■ WORK TO COMPLETE ■
Exactly reproduce the line that contains "We need ground-truth boxes for golden" and all lines after it in the entries below, through the very last line.
╭──
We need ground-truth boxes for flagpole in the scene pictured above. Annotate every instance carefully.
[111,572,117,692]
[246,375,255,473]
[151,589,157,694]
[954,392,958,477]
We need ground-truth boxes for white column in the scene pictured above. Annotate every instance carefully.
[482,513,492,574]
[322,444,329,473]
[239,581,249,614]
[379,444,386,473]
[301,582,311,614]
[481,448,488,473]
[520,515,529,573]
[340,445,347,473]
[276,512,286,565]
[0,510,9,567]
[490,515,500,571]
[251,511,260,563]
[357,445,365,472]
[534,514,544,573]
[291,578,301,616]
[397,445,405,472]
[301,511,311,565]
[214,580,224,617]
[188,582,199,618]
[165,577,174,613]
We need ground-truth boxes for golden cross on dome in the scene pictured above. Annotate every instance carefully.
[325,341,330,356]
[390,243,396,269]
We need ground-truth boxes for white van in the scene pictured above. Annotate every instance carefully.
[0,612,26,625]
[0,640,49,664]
╰──
■ OUTPUT ■
We need ground-truth boxes for golden cross on dome in the scene pictured above. Annotate every instance carefully.
[325,341,330,356]
[390,243,396,269]
We need ground-truth boxes for white van in the scene pictured above. Annotate every instance carefully.
[0,612,26,625]
[0,640,49,664]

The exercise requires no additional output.